* **Data listing**:
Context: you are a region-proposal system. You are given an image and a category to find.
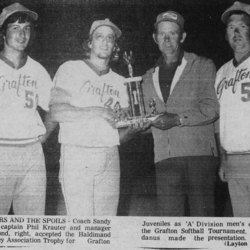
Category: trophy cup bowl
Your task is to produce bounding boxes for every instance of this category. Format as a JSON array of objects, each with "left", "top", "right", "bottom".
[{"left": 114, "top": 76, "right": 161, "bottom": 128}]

...

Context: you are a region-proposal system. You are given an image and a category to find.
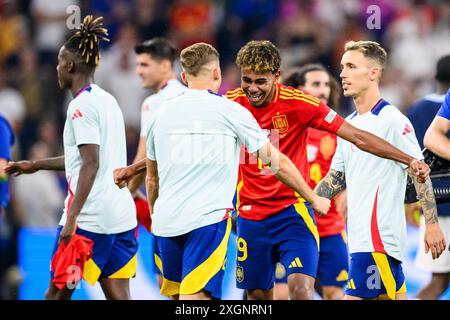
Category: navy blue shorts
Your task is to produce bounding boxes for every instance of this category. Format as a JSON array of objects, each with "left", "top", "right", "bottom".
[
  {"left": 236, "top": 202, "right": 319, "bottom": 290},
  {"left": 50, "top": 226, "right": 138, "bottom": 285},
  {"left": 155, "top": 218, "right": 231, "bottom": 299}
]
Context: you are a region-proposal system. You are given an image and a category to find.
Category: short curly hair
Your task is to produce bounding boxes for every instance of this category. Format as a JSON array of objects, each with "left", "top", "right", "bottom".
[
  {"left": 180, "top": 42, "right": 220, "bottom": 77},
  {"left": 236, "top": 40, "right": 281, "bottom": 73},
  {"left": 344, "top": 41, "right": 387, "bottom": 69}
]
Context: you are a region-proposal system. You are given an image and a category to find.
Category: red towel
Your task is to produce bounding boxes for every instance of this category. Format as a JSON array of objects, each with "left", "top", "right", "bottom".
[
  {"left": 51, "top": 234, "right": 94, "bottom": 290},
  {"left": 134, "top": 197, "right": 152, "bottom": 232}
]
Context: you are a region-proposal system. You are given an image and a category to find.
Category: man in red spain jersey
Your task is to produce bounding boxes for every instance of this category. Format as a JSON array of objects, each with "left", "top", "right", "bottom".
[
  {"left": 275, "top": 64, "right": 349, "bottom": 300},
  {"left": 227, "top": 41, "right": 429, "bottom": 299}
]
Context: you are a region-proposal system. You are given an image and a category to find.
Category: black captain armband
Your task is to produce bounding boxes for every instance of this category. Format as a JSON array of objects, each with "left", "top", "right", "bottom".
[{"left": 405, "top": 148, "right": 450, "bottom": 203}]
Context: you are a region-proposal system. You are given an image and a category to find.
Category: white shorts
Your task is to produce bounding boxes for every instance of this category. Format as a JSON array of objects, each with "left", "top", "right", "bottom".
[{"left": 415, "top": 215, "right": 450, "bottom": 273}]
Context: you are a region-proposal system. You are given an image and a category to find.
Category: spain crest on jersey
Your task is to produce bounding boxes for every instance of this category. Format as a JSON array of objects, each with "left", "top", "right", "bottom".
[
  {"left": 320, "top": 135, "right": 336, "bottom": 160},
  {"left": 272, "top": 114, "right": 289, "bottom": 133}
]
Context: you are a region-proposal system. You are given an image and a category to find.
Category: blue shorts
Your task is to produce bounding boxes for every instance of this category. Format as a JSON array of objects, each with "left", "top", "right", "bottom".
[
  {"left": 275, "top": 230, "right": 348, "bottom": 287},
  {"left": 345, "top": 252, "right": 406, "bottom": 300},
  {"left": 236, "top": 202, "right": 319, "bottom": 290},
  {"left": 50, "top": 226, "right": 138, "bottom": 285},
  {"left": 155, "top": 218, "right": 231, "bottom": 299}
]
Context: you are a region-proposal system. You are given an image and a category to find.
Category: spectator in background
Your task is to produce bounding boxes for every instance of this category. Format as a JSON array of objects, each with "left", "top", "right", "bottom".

* **Objective**: Copy out every line of the data above that contains the string "jersey". Case counts when matching.

* **Reply to the task**:
Category: man in red spain jersey
Category: spain crest on jersey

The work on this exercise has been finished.